• [PROVIDED RECORDS]:
+++
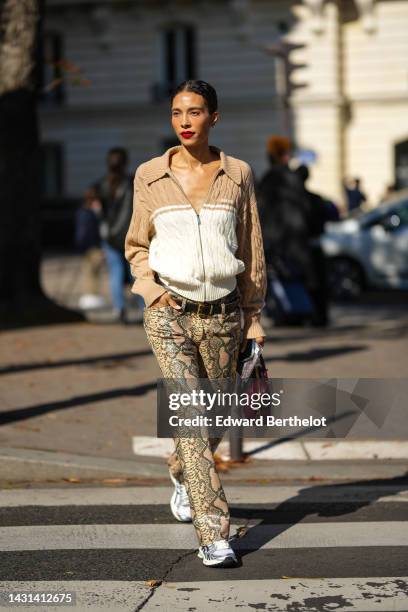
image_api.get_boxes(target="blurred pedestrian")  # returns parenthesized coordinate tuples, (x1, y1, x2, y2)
(295, 164, 340, 326)
(74, 187, 105, 310)
(344, 177, 366, 213)
(91, 147, 143, 323)
(257, 136, 315, 325)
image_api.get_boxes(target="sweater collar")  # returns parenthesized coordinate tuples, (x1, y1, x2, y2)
(142, 144, 242, 185)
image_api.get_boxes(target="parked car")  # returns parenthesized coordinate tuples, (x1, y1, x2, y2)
(321, 193, 408, 300)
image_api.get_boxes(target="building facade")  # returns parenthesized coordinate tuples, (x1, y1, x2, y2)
(40, 0, 408, 207)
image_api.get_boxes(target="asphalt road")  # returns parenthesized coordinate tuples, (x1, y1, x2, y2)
(0, 481, 407, 611)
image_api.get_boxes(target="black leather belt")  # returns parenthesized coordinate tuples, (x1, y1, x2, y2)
(178, 299, 240, 318)
(169, 288, 240, 318)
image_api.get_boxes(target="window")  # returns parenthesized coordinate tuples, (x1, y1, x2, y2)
(363, 200, 408, 232)
(39, 32, 65, 106)
(395, 140, 408, 190)
(152, 24, 196, 101)
(39, 143, 64, 199)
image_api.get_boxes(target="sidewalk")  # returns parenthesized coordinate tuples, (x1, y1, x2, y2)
(0, 253, 407, 485)
(1, 445, 407, 486)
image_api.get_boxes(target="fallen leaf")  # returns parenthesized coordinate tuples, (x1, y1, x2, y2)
(14, 424, 40, 432)
(281, 576, 323, 579)
(63, 477, 81, 483)
(214, 453, 251, 472)
(146, 579, 162, 588)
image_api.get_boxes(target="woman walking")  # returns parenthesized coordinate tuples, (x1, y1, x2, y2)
(125, 80, 266, 567)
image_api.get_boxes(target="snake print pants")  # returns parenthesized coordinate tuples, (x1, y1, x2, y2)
(143, 301, 241, 546)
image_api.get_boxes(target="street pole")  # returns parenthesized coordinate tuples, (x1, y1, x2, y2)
(229, 425, 243, 461)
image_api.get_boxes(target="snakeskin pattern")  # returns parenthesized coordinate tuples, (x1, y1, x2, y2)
(143, 304, 241, 545)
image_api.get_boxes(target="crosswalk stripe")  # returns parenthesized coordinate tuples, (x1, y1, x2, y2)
(2, 485, 407, 507)
(1, 501, 407, 526)
(0, 578, 406, 611)
(0, 521, 407, 551)
(1, 548, 406, 582)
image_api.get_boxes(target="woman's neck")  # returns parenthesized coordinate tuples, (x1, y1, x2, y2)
(172, 143, 219, 170)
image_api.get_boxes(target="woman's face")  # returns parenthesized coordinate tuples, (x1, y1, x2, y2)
(171, 91, 218, 147)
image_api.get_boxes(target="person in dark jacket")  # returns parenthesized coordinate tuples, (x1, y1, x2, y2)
(91, 147, 137, 322)
(344, 177, 366, 213)
(258, 136, 313, 277)
(257, 136, 316, 324)
(295, 164, 340, 326)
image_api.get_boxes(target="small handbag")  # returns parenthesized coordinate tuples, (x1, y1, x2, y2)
(237, 341, 270, 420)
(242, 353, 270, 420)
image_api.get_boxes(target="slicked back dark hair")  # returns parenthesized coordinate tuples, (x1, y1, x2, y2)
(171, 80, 218, 115)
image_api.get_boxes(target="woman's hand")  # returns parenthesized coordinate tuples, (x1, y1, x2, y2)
(148, 291, 181, 310)
(240, 336, 265, 352)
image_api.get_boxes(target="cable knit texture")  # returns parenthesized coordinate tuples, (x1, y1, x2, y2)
(125, 145, 267, 339)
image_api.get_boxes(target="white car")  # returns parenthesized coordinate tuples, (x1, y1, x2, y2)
(321, 194, 408, 299)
+++
• [WHAT YOU WILL DO]: Produce the full material again verbatim, with the pictures dropped.

• [EXERCISE ANSWER]:
image_api.get_boxes(target="blurred pedestrian")  # returns parenthesized coordinate tuples, (x1, y1, x2, y2)
(295, 164, 340, 326)
(74, 187, 105, 310)
(344, 177, 366, 213)
(91, 147, 143, 323)
(257, 136, 315, 325)
image_api.get_boxes(target="sweater collar")  # returns parenthesized coordinate tuples, (x1, y1, x2, y2)
(142, 144, 242, 185)
image_api.get_boxes(target="parked car")  # returns parenthesized coordinate tuples, (x1, y1, x2, y2)
(321, 193, 408, 300)
image_api.get_boxes(target="building facade")  # returns parenthesized coordinate tuples, (x1, y1, x2, y2)
(40, 0, 408, 207)
image_api.get_boxes(target="asphalt road")  # returns parenthesized coordinate tuples, (x1, y1, x2, y2)
(0, 481, 407, 611)
image_api.get_boxes(target="black leather belt")  # returns parenthesized coordinate tuples, (x1, y1, x2, y2)
(178, 299, 240, 318)
(169, 288, 240, 318)
image_api.get_boxes(target="window")  # returns parenthesized coordinate tuples, (x1, y1, x2, y2)
(363, 200, 408, 232)
(39, 32, 65, 106)
(395, 140, 408, 190)
(152, 24, 196, 101)
(39, 143, 64, 199)
image_api.get_boxes(target="sidewalk")  # returns parenthesized coordinate tuples, (x1, y1, x2, y2)
(0, 253, 407, 485)
(1, 445, 407, 486)
image_api.get_boxes(target="fallen leaf")  # returns parenthesized coordinate tuples, (x1, y1, x2, y2)
(14, 424, 40, 432)
(281, 576, 323, 579)
(63, 477, 81, 483)
(214, 453, 251, 472)
(146, 579, 162, 588)
image_api.get_boxes(target="woman walking")  # returns parenthesized coordinate tuples, (x1, y1, x2, y2)
(125, 80, 266, 567)
image_api.get_boxes(target="snake print pants")  # returns parenthesized coordinate tuples, (x1, y1, x2, y2)
(143, 301, 241, 546)
image_api.get_boxes(target="street pole")  # returns parenthesized coordinate tuples, (x1, y1, x2, y2)
(229, 425, 243, 461)
image_api.get_boxes(target="snakeskin pattern")  # returns parenthesized coordinate tuples, (x1, y1, x2, y2)
(143, 304, 241, 545)
image_api.get_boxes(target="crosswalk stripe")  # returns parenthesized coordinate tuples, (x1, y1, x2, y2)
(2, 485, 407, 507)
(1, 501, 407, 526)
(0, 578, 406, 611)
(0, 521, 407, 551)
(1, 548, 406, 582)
image_api.get_boxes(target="woman's neck")  # returns parenthesized coordinate tuples, (x1, y1, x2, y2)
(172, 143, 219, 170)
image_api.get_boxes(target="woman's face")  # returns parenthesized coordinate tuples, (x1, y1, x2, y2)
(171, 91, 218, 147)
image_api.get_boxes(target="person in dark jacket")  # returns parenthesized coordinate tuples, (x1, y1, x2, y2)
(91, 147, 137, 322)
(344, 177, 366, 213)
(258, 136, 313, 277)
(257, 136, 316, 324)
(295, 164, 340, 326)
image_api.get_boxes(target="small handbag")  # returns parenthesized coordinate tuples, (x1, y1, x2, y2)
(237, 341, 270, 420)
(242, 353, 270, 420)
image_api.get_boxes(target="slicked back dark hair")  # returns parenthesized coordinate tuples, (x1, y1, x2, y2)
(171, 80, 218, 115)
image_api.get_boxes(target="woman's hand")  # returns parenthesized coordinate tuples, (x1, y1, x2, y2)
(148, 291, 181, 310)
(240, 336, 265, 352)
image_api.get_boxes(target="cable knit texture")  # returns parenthesized coordinate tuples, (x1, y1, x2, y2)
(125, 145, 267, 339)
image_api.get_boxes(target="white car")  # returns parenthesized coordinate tuples, (x1, y1, x2, y2)
(321, 194, 408, 299)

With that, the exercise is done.